Continuous data pipeline examples¶

Cette rubrique fournit des exemples pratiques de cas d’utilisation pour des pipelines de données.

Conditions préalables¶

Le rôle utilisé pour exécuter les instructions SQL dans ces exemples nécessite les privilèges de contrôle d’accès suivants :

EXECUTE TASK: Privilège EXECUTE TASK global pour exécuter des tâches
USAGE: Privilège USAGE sur la base de données et le schéma dans lesquels les instructions SQL sont exécutées, ainsi que sur l’entrepôt qui exécute les tâches dans ces exemples.
CREATE object: Divers privilèges CREATE object sur le schéma dans lequel les instructions SQL sont exécutées, pour créer des objets tels que des tables, des flux et des tâches.

Pour plus d’informations sur le contrôle d’accès dans Snowflake, voir Aperçu du contrôle d’accès.

__DÉTAIL DE LA TÂCHE__.
Donnez la suite de la page sur les pipelines de données continus, à partir de sa dernière phrase. Les entrées qui suivent n'ont aucun rapport avec la page ci-dessus.

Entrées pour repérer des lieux
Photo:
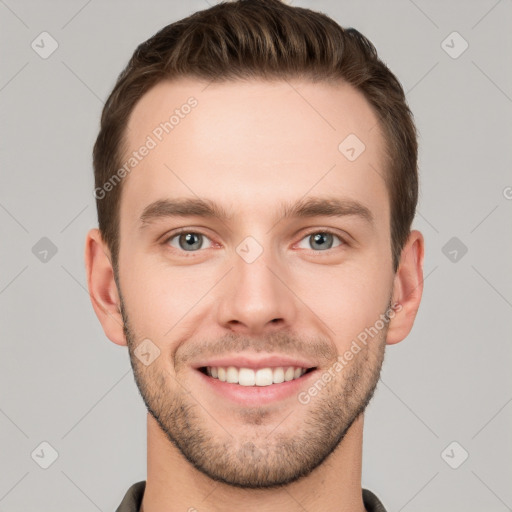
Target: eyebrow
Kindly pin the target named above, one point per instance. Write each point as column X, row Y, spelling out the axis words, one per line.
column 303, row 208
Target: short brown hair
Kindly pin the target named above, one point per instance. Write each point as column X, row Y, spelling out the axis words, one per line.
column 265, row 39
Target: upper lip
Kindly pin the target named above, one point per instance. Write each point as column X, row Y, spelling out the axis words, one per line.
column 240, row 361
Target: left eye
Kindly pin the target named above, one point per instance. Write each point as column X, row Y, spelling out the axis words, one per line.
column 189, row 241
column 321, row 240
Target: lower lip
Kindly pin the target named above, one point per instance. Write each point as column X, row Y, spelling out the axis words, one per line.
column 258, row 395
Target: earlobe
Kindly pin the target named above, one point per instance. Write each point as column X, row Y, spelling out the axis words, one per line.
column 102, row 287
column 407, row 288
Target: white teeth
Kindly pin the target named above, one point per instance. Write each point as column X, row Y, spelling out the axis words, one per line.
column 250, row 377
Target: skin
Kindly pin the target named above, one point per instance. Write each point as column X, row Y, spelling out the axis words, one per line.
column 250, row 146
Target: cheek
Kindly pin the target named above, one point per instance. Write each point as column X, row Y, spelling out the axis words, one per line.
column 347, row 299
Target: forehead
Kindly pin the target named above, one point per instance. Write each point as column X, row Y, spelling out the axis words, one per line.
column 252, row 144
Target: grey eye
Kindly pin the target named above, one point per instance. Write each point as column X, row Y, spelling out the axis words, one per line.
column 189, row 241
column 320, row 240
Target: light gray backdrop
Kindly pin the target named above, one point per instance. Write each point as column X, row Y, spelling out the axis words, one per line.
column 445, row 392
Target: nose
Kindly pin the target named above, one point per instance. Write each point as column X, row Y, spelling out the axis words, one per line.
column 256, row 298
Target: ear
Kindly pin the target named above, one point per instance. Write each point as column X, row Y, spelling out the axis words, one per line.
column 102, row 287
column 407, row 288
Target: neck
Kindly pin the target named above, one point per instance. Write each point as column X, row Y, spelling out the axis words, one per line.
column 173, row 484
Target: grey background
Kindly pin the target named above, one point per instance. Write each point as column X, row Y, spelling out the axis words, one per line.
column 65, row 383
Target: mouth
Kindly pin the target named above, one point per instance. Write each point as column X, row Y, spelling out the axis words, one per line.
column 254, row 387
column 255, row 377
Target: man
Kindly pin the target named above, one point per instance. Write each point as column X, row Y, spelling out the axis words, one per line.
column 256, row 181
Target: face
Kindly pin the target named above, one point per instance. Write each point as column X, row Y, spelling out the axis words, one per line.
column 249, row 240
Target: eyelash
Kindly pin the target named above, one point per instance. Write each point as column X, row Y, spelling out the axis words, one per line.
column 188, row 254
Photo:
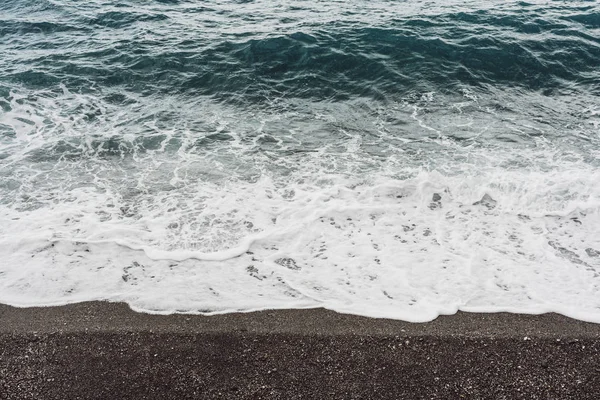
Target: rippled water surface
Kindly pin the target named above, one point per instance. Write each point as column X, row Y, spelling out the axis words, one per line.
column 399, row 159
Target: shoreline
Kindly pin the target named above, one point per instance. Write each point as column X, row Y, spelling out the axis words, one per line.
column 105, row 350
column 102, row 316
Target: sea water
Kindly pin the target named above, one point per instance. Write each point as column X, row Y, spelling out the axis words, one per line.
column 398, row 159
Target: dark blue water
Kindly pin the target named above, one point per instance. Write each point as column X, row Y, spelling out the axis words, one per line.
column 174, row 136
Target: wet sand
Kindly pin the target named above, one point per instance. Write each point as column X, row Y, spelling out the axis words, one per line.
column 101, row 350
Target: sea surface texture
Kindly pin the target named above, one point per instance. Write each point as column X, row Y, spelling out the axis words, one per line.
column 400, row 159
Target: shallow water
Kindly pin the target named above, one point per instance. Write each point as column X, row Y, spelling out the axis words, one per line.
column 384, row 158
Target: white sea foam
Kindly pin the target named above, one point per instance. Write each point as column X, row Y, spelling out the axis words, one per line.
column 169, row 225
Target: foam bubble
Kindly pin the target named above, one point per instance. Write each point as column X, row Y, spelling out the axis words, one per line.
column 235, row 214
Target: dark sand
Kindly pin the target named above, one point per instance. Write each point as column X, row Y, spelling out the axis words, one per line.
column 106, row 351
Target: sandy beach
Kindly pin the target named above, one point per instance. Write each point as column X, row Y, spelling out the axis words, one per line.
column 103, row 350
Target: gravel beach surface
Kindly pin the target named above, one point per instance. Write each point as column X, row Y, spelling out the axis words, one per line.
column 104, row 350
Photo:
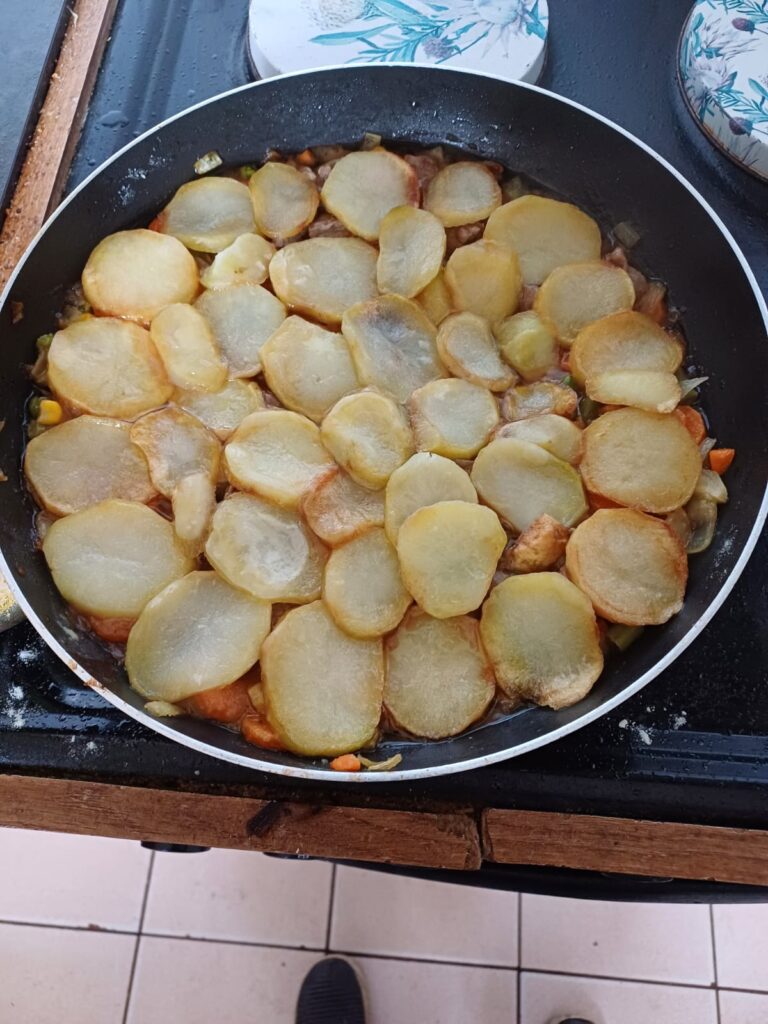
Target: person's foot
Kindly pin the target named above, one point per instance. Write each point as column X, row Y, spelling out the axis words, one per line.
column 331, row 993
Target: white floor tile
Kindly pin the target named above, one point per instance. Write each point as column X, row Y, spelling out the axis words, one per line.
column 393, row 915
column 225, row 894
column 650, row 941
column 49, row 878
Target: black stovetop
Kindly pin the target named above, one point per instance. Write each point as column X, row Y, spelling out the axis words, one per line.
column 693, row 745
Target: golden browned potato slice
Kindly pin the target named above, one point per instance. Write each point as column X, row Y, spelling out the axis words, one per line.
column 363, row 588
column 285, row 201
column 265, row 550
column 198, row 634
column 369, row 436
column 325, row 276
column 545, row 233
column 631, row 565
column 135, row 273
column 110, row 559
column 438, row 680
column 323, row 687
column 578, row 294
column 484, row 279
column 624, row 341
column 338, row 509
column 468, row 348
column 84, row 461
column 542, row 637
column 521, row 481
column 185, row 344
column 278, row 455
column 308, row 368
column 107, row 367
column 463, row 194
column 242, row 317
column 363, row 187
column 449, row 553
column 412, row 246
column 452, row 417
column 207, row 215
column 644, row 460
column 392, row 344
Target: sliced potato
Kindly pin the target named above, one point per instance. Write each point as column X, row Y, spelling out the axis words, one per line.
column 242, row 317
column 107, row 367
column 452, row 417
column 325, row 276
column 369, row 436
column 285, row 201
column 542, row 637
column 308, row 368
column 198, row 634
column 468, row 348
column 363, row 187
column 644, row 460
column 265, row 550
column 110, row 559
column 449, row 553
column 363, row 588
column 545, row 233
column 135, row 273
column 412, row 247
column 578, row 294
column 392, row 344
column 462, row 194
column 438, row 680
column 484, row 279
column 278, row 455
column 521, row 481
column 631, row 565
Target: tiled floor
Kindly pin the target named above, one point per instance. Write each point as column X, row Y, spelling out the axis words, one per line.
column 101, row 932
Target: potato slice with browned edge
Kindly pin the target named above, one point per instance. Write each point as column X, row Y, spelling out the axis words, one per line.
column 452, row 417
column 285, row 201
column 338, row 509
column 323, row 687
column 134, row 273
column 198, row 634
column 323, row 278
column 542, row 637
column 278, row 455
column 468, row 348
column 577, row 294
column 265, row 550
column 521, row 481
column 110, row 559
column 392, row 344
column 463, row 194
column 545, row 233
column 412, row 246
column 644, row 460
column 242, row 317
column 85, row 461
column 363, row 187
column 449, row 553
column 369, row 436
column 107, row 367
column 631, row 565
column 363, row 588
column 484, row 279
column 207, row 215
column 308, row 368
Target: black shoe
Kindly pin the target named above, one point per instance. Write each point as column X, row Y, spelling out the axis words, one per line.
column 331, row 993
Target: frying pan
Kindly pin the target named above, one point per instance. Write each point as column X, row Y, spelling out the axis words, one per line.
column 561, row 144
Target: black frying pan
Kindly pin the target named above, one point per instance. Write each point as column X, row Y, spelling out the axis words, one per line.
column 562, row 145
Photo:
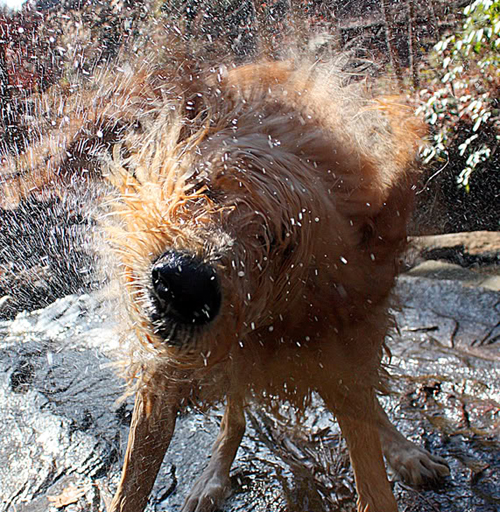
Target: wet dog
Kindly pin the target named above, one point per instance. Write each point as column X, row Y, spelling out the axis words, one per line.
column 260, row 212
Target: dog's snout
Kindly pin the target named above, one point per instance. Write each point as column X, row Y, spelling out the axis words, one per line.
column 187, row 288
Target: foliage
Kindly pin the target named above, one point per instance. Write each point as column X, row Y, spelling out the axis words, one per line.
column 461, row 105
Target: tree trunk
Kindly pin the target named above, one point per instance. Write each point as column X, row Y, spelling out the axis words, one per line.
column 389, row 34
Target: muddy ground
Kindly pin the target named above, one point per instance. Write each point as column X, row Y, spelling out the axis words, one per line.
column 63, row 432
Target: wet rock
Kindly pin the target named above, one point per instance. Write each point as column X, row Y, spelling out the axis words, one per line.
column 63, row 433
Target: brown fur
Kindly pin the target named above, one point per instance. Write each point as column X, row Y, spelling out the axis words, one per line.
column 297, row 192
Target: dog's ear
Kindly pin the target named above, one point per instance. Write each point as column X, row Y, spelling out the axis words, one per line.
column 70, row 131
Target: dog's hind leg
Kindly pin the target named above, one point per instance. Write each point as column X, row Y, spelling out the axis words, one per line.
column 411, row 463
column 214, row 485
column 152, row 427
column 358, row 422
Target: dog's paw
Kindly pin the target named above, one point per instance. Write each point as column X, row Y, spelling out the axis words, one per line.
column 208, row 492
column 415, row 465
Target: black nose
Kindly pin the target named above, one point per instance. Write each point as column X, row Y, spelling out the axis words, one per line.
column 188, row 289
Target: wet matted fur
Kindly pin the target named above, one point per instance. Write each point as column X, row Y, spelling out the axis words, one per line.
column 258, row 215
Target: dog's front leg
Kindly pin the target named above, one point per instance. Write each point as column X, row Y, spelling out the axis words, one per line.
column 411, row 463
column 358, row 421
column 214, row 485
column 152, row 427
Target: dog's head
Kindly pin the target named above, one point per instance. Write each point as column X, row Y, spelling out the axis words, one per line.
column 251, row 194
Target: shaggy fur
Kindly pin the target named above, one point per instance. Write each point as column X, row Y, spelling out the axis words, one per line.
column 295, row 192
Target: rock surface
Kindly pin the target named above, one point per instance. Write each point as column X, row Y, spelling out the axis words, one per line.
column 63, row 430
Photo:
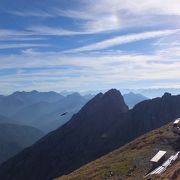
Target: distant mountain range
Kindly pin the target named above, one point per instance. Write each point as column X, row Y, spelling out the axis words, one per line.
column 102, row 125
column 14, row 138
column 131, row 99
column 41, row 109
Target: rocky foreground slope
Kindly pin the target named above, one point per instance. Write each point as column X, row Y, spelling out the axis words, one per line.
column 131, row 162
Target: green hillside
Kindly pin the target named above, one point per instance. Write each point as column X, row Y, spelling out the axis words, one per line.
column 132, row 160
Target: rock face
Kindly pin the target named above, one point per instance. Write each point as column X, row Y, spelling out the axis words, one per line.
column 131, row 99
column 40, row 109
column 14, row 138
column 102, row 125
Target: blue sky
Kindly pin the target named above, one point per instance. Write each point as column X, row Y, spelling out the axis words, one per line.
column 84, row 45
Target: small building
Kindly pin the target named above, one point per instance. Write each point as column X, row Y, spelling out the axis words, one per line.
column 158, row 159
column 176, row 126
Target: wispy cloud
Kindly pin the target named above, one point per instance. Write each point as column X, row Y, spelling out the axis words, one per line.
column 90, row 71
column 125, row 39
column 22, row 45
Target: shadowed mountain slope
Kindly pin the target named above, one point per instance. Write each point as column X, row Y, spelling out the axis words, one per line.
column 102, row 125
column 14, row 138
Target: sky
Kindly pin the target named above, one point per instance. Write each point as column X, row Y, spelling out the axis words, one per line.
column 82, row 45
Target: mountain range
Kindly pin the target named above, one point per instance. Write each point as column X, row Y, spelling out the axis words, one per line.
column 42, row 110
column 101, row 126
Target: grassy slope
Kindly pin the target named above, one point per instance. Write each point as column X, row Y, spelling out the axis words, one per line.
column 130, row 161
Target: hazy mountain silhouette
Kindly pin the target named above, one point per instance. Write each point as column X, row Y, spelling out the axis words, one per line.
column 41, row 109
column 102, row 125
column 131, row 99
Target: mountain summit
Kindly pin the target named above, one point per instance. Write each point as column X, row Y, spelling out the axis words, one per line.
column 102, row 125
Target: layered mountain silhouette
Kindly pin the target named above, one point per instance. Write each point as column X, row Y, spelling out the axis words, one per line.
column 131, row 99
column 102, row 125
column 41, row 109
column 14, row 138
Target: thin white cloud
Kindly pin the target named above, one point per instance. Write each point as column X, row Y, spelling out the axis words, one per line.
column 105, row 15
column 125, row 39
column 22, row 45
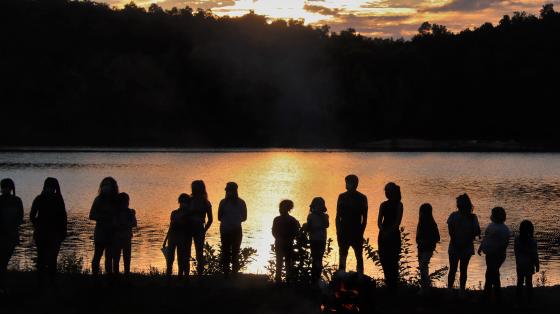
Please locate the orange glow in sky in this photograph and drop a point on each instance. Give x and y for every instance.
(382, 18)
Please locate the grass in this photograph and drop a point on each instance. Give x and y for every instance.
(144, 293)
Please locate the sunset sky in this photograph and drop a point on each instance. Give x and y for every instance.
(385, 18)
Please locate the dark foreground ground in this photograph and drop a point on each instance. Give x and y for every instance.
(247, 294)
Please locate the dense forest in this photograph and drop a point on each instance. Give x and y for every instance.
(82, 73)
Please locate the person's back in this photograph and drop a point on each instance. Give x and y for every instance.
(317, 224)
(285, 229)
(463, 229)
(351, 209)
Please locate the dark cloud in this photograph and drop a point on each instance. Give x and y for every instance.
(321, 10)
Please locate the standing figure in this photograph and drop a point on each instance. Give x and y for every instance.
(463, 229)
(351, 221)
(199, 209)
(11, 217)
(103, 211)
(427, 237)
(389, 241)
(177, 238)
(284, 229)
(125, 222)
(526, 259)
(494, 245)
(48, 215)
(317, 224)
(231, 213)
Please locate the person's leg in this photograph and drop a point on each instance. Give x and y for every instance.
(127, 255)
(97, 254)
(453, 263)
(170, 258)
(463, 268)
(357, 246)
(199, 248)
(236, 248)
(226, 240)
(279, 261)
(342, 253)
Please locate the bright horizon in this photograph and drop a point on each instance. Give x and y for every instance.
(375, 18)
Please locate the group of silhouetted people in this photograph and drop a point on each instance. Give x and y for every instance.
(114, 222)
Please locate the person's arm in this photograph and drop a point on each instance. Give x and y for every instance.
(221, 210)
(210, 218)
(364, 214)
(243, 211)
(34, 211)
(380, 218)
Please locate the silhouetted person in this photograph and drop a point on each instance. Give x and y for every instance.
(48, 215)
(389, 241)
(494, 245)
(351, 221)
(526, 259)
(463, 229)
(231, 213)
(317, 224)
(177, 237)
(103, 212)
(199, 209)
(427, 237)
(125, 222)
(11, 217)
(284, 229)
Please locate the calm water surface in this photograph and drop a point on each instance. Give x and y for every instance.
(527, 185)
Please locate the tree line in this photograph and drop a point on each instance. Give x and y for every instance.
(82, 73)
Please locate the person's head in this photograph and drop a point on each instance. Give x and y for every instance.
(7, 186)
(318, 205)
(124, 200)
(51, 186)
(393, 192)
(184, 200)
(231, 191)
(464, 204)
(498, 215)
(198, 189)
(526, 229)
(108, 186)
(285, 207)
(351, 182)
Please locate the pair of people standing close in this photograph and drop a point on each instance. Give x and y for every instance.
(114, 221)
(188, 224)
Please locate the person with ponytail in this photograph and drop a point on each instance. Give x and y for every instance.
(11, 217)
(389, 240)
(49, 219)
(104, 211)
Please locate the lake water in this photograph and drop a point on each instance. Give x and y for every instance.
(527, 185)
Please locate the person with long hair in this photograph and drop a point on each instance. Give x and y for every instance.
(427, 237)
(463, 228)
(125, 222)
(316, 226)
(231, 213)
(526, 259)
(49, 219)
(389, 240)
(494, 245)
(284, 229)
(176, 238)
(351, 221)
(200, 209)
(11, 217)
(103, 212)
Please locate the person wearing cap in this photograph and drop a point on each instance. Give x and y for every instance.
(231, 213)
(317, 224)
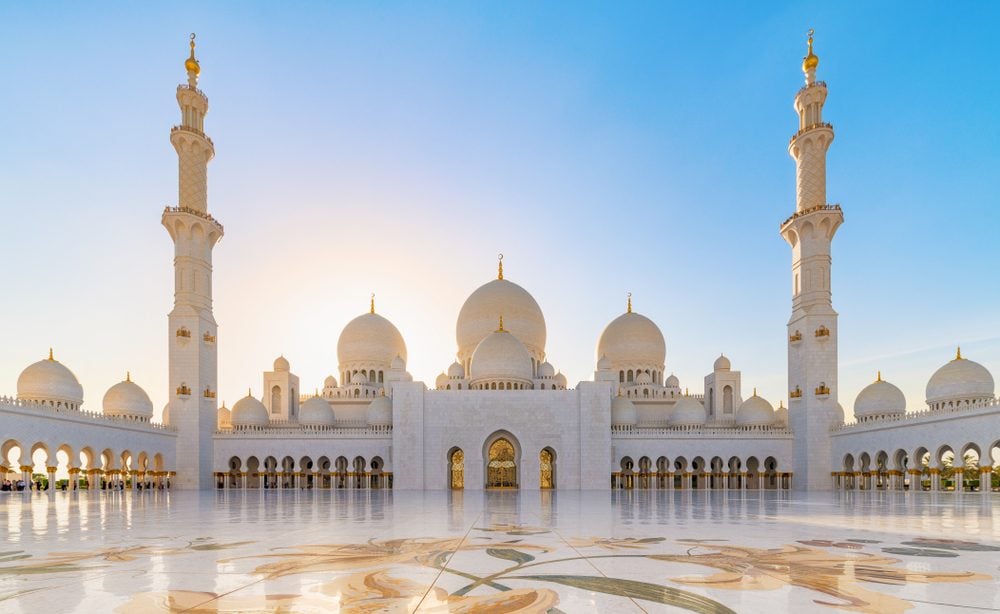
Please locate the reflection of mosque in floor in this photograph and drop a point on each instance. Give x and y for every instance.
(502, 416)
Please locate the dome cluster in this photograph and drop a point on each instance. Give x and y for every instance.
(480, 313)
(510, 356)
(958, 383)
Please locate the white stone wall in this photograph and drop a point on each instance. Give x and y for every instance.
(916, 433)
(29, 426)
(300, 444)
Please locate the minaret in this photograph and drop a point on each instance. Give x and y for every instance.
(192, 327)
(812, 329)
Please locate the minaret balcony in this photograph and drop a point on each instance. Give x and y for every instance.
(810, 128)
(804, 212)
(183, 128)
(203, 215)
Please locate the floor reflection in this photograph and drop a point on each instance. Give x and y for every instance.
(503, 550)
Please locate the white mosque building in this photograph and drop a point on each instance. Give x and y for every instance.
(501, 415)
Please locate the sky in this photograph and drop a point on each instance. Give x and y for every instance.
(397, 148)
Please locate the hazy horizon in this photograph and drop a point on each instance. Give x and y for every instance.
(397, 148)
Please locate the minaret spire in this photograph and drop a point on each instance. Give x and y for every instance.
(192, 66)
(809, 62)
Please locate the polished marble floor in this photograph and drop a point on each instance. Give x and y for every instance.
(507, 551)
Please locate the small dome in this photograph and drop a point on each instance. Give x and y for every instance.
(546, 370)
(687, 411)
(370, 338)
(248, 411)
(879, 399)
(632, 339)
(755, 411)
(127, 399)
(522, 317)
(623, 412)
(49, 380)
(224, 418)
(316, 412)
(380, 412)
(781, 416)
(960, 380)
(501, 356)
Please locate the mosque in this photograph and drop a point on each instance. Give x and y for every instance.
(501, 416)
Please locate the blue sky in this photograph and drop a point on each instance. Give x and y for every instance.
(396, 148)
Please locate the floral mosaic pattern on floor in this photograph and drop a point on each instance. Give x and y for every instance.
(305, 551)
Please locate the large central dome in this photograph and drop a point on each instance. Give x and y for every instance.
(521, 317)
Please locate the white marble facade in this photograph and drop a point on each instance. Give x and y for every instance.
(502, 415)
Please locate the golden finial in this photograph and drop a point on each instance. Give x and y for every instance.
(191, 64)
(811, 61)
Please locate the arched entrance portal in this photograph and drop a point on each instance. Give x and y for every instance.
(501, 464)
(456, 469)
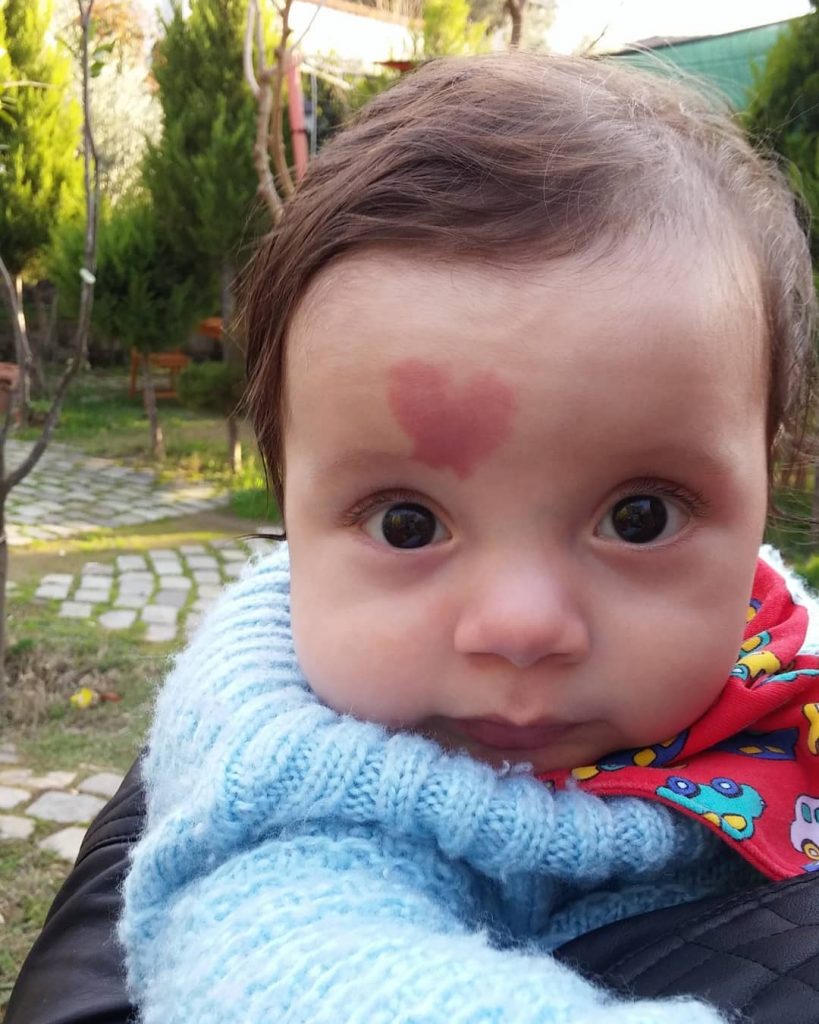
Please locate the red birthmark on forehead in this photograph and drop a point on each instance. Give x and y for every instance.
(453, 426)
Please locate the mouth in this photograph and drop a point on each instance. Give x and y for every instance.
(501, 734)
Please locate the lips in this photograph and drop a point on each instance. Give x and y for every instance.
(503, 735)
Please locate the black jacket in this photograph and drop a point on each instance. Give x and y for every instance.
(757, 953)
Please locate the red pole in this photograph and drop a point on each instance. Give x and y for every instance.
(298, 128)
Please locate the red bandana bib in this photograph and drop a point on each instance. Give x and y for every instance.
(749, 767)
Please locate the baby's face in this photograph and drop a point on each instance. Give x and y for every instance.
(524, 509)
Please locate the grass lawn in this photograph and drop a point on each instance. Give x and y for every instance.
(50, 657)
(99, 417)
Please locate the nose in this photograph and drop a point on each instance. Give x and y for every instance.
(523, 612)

__PROBLÈME RÉSOLU__.
Transform loaded JSON data on a schedule¶

L’exemple suivant charge des données JSON brutes dans une seule table de destination nommée raw. Deux tâches interrogent les flux de table créés sur la table raw et insèrent des sous-ensembles de lignes dans plusieurs tables. Étant donné que chaque tâche consomme les enregistrements de capture de données modifiées dans un flux de table, plusieurs flux sont requis.

-- Create a landing table to store raw JSON data.
-- Snowpipe could load data into this table.
create or replace table raw (var variant);

-- Create a stream to capture inserts to the landing table.
-- A task will consume a set of columns from this stream.
create or replace stream rawstream1 on table raw;

-- Create a second stream to capture inserts to the landing table.
-- A second task will consume another set of columns from this stream.
create or replace stream rawstream2 on table raw;

-- Create a table that stores the names of office visitors identified in the raw data.
create or replace table names (id int, first_name string, last_name string);

-- Create a table that stores the visitation dates of office visitors identified in the raw data.
create or replace table visits (id int, dt date);

-- Create a task that inserts new name records from the rawstream1 stream into the names table
-- every minute when the stream contains records.
-- Replace the 'mywh' warehouse with a warehouse that your role has USAGE privilege on.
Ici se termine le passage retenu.